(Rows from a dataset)
§ §

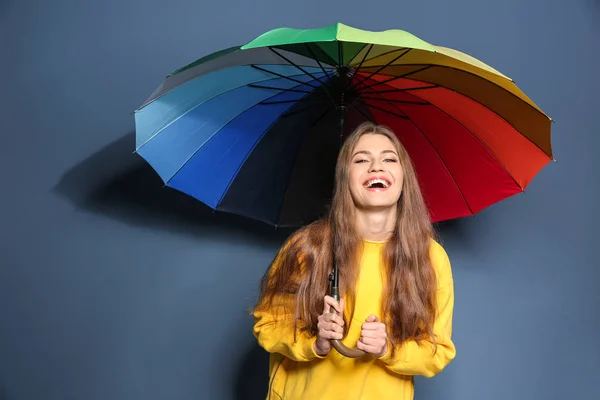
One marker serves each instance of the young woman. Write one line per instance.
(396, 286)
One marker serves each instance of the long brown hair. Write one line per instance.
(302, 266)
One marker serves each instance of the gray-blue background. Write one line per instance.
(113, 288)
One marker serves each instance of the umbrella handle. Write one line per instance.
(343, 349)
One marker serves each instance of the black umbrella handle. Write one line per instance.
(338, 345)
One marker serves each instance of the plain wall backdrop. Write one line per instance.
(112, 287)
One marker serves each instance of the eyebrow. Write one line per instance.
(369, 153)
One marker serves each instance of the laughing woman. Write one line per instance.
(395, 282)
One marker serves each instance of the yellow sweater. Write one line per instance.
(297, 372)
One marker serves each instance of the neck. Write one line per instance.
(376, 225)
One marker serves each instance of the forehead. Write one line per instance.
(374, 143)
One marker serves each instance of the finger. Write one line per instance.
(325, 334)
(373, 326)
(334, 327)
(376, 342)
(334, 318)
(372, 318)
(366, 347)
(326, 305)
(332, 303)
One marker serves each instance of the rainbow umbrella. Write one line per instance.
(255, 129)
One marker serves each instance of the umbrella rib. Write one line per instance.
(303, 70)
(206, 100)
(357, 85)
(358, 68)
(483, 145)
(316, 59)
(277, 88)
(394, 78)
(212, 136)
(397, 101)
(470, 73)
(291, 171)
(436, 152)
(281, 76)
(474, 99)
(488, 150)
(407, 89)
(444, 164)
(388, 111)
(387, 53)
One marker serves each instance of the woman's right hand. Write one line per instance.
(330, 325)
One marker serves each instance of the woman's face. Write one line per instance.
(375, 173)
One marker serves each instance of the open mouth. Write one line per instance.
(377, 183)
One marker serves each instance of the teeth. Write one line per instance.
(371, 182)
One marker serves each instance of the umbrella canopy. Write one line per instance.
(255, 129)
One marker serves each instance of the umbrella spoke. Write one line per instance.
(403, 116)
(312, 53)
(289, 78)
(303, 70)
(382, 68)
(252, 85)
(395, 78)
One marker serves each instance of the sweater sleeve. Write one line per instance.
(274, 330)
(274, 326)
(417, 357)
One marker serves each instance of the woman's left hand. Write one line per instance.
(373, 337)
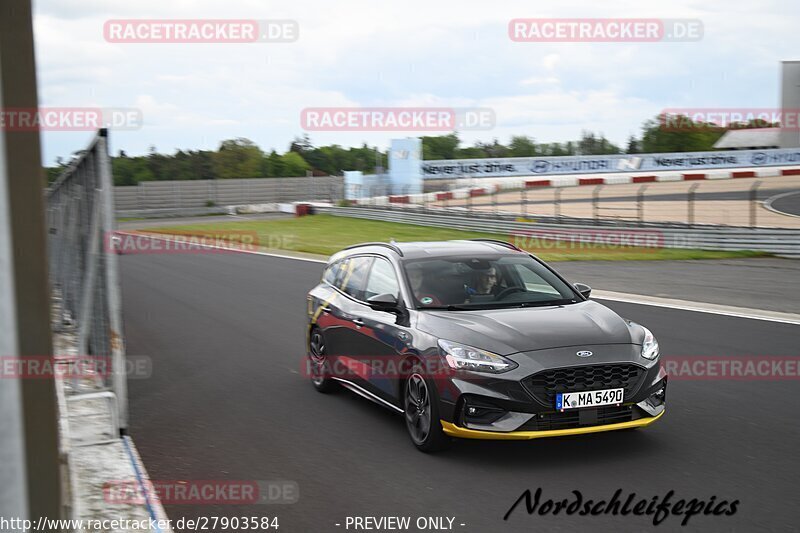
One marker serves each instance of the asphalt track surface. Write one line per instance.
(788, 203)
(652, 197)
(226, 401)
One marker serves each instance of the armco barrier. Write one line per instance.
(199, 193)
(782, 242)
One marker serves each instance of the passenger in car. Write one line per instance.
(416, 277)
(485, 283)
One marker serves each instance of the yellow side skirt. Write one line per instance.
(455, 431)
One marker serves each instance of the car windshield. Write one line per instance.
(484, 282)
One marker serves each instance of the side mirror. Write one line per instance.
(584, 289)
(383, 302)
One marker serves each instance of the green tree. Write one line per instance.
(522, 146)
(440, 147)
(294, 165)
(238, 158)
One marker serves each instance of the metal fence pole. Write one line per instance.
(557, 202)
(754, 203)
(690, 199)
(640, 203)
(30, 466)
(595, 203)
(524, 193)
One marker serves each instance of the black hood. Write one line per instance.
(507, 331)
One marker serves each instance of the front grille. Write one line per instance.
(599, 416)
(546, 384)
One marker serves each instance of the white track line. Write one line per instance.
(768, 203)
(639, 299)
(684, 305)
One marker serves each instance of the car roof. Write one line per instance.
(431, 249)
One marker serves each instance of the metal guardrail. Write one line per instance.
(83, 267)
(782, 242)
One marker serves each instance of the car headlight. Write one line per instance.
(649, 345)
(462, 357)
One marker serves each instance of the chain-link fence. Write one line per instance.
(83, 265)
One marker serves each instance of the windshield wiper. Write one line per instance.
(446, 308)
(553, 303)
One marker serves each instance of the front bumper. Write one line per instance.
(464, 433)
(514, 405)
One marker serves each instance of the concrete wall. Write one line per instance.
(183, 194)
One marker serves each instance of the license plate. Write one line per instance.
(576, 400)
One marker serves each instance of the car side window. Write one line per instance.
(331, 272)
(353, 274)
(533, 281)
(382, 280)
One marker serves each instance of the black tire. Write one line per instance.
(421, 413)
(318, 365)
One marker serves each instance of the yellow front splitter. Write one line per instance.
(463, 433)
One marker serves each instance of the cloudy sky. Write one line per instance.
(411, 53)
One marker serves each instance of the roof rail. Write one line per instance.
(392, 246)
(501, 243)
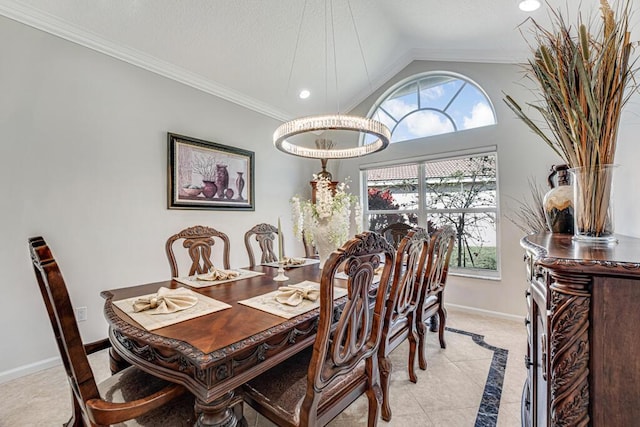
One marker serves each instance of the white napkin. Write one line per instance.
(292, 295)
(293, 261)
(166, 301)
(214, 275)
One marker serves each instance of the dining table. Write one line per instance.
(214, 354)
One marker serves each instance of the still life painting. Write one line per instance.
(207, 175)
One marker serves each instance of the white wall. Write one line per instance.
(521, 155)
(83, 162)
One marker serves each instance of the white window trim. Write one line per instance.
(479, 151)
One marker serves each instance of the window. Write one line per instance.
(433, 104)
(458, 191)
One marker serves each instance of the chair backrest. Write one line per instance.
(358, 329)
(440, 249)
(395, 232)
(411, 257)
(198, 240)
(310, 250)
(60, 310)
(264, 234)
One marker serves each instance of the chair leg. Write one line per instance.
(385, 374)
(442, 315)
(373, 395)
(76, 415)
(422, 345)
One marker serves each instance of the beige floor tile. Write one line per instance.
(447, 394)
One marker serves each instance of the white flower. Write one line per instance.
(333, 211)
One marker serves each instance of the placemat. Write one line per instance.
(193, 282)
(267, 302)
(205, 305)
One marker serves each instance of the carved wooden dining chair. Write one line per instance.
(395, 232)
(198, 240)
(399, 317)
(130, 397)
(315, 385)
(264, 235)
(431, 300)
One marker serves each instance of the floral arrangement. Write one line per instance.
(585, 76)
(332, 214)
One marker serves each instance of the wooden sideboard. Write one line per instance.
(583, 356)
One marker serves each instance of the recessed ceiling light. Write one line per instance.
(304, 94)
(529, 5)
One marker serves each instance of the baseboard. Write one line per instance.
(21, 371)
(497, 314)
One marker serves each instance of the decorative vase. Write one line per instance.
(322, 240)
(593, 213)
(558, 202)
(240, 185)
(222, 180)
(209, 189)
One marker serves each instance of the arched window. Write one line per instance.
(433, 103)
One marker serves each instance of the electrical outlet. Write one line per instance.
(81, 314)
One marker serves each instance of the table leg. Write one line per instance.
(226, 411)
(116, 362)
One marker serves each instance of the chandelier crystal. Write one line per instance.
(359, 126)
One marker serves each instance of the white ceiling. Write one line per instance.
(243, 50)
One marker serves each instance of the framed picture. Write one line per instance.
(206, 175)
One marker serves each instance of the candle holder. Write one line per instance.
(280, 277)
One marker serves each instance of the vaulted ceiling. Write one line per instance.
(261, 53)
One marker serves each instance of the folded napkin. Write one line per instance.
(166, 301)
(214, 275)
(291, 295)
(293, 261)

§ §

Give back exactly the lines from the line containing "One marker serves each instance of the baseboard." to the end of the entries, and no other lines.

- _RESULT OF THIS EXERCISE_
One marker serves each instance of the baseboard. Write one line per instance.
(21, 371)
(497, 314)
One marker serves each instance of the decorative vase. Write one line per instance.
(322, 240)
(593, 213)
(558, 202)
(240, 185)
(222, 180)
(209, 189)
One marker serves each instance of the arched window. Write one line per instance.
(433, 103)
One marker serves each instance of the electrical outlet. Write one line per instance.
(81, 314)
One marker serves each instance of the table leg. Write one line per instance.
(226, 411)
(116, 362)
One marker serves each instance of the chandelier crystal. Write one line per instance.
(359, 126)
One marker serves each instance of the white ceiling. Write one line per instance.
(243, 50)
One marker serves each instance of the framed picture. Write one line per instance.
(206, 175)
One marker serves each instance of the candle holder. Write one line per instance.
(280, 277)
One marker serves each instance of the vaulted ceiling. Write one line per instance.
(261, 53)
One marker serves each instance of the folded napkin. Write one line per instance.
(166, 301)
(214, 275)
(291, 295)
(293, 261)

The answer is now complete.